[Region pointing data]
[Start of Attachment]
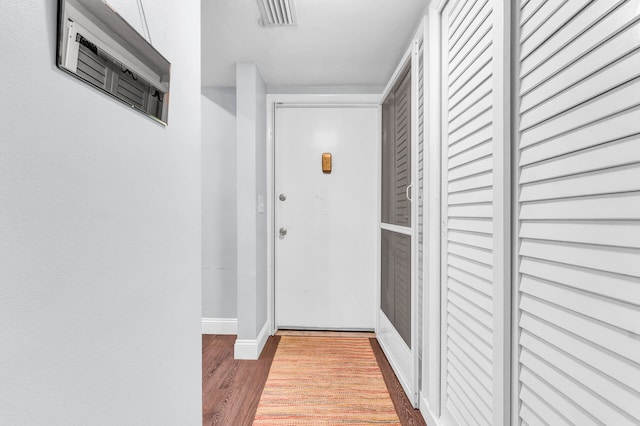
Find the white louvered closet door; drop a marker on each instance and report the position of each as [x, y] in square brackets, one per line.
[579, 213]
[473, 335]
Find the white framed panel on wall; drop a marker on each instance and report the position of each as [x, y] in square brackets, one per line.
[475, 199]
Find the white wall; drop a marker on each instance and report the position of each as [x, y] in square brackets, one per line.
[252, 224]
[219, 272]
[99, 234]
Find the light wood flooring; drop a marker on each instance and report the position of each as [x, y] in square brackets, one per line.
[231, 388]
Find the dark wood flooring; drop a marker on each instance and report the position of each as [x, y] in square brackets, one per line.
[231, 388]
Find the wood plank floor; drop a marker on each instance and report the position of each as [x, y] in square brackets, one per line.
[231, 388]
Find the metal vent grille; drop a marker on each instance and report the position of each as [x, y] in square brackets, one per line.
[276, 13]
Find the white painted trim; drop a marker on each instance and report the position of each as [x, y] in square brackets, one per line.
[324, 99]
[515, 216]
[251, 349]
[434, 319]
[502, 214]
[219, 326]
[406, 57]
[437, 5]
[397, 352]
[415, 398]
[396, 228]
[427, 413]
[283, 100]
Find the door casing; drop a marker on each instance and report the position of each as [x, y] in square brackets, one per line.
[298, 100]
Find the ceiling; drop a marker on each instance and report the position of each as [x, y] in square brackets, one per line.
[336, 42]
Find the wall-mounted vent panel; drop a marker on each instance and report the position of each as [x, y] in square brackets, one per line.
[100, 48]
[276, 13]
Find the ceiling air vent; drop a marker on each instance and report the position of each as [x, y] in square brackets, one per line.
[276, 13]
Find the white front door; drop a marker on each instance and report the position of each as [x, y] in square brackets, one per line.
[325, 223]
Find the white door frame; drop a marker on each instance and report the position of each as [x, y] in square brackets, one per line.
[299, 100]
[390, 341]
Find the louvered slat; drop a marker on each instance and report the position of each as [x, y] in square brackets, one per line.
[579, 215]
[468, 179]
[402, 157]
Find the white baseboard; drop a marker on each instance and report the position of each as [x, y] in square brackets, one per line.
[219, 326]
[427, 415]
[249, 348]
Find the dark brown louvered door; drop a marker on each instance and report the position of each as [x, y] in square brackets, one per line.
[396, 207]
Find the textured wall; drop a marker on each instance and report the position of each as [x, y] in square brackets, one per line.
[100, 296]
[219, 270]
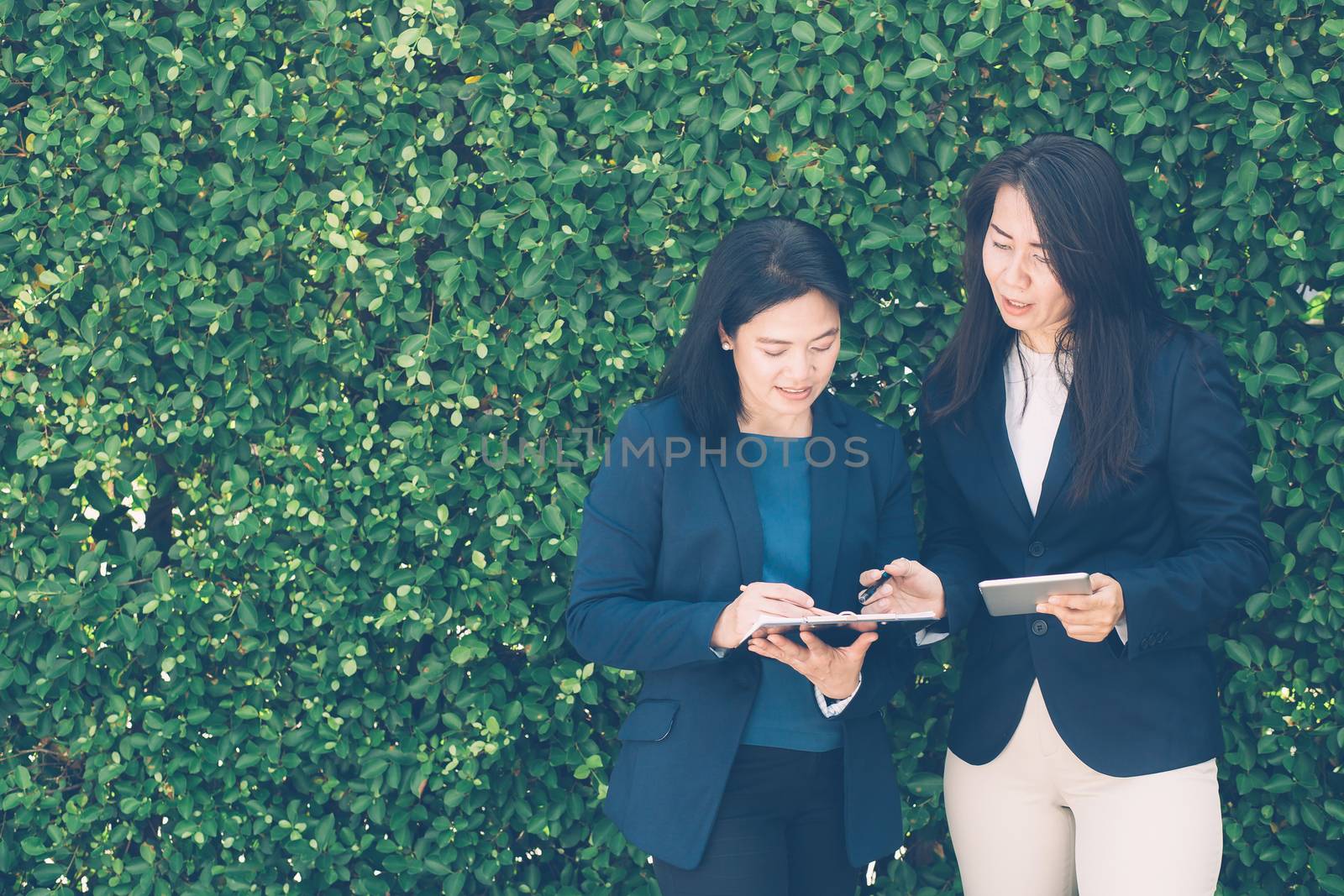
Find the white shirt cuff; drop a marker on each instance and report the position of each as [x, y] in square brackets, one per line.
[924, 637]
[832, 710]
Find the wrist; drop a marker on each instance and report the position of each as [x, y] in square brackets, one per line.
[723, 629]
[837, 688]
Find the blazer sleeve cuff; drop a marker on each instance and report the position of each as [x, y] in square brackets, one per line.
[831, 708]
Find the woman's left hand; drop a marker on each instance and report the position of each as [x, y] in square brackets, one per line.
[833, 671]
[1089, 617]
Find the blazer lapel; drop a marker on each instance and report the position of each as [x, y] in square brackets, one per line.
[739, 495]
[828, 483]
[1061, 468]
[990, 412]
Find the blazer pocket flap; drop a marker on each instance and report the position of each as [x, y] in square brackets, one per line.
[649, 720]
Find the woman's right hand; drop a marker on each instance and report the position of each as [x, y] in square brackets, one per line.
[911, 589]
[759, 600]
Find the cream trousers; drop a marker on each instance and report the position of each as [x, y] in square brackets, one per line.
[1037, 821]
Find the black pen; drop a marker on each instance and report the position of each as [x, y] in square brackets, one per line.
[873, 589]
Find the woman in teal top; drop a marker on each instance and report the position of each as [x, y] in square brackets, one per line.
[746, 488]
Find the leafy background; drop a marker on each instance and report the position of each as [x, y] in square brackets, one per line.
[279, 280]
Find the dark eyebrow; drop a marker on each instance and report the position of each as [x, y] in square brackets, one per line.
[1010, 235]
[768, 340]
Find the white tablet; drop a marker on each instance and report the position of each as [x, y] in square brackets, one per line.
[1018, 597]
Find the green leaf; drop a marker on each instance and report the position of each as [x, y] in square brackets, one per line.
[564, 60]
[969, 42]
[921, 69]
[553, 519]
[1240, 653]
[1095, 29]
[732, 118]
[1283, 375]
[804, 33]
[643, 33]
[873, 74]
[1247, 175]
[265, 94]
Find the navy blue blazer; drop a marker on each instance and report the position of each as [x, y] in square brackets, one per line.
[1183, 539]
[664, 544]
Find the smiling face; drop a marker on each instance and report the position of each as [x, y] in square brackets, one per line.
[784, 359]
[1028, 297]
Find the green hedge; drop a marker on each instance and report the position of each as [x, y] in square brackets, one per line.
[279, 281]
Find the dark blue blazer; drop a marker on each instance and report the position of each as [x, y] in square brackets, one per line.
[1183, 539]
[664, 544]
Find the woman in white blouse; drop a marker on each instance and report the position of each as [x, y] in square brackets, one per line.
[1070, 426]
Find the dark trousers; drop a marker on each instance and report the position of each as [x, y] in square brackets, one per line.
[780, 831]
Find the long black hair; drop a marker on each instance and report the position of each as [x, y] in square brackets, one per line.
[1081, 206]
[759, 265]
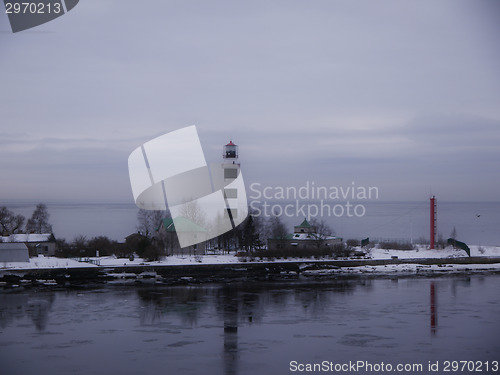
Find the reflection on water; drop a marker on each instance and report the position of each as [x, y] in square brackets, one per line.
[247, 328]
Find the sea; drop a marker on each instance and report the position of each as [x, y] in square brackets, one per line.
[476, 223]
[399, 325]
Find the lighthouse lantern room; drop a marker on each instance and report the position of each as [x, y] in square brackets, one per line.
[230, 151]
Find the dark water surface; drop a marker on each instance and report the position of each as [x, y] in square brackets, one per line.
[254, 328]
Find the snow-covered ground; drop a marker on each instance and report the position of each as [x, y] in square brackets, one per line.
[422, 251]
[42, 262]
[End of Attachment]
[Start of Attachment]
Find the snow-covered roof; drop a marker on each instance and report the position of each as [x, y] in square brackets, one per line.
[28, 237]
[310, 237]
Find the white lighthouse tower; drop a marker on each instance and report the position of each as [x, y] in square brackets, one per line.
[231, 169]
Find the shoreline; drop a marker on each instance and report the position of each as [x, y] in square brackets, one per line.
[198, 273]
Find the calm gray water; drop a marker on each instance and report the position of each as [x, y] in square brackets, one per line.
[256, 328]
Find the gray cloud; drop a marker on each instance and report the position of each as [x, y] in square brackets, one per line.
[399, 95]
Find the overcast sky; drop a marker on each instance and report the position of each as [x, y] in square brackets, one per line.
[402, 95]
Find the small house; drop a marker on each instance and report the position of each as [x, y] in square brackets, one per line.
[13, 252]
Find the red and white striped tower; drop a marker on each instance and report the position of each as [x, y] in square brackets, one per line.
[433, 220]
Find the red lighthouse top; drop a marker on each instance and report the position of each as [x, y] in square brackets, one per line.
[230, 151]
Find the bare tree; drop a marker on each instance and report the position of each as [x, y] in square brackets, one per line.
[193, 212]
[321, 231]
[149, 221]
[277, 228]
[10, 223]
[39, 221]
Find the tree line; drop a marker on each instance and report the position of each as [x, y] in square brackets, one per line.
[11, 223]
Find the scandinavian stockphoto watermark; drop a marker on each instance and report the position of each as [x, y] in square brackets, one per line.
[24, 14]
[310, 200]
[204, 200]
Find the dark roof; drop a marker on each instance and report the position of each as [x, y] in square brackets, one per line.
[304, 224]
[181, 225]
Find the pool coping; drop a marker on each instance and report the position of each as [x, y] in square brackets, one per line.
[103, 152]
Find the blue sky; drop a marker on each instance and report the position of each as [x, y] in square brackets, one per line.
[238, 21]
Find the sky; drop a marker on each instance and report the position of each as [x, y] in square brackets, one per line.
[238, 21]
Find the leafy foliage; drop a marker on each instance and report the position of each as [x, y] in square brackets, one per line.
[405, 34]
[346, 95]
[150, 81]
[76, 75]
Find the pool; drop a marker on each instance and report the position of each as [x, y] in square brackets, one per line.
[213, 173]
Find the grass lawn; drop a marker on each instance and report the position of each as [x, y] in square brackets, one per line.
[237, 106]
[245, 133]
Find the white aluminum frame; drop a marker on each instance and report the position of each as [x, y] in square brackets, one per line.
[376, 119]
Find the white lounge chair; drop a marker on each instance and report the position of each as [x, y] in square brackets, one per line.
[End of Attachment]
[Start of Attachment]
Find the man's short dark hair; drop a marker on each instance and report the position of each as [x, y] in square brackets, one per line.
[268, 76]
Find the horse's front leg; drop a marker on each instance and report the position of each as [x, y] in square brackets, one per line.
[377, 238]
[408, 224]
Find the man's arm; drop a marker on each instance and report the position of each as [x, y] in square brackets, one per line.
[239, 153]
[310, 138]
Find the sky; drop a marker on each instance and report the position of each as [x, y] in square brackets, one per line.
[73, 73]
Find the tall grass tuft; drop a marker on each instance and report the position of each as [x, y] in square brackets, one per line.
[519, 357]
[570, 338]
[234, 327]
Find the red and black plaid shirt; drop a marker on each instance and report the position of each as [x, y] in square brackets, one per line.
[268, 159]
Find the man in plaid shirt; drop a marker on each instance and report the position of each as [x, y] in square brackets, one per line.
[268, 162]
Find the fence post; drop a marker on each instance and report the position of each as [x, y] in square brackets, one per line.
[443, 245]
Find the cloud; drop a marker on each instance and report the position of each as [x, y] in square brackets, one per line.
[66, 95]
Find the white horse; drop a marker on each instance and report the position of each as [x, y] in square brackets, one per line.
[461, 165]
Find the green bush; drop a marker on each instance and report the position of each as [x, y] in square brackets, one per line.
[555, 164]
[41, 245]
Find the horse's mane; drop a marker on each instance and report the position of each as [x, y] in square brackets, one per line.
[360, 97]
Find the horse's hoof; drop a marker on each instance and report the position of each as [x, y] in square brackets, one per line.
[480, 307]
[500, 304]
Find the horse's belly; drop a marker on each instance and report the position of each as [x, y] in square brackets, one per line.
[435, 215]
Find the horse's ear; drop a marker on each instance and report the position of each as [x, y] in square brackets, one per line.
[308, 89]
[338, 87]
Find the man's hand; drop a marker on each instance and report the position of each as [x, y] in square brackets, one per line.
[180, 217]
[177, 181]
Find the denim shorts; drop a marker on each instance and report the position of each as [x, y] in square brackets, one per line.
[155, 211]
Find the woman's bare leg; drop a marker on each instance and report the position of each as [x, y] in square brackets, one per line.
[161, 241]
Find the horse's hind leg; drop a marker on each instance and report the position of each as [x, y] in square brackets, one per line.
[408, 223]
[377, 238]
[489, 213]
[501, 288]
[End of Attachment]
• _Exercise requirements_: Your answer should be the exact lines above from the one with "Find the white aluminum" through the one with "Find the white lounge", both included, and nothing besides.

• _Response to this exercise_:
Find the white aluminum frame; drop a marker on each instance and report the position of each as [x, y] in square brackets, one per line.
[376, 119]
Find the white lounge chair; drop a marker on each instance and report the position of each as [x, y] in square brackets, one per line.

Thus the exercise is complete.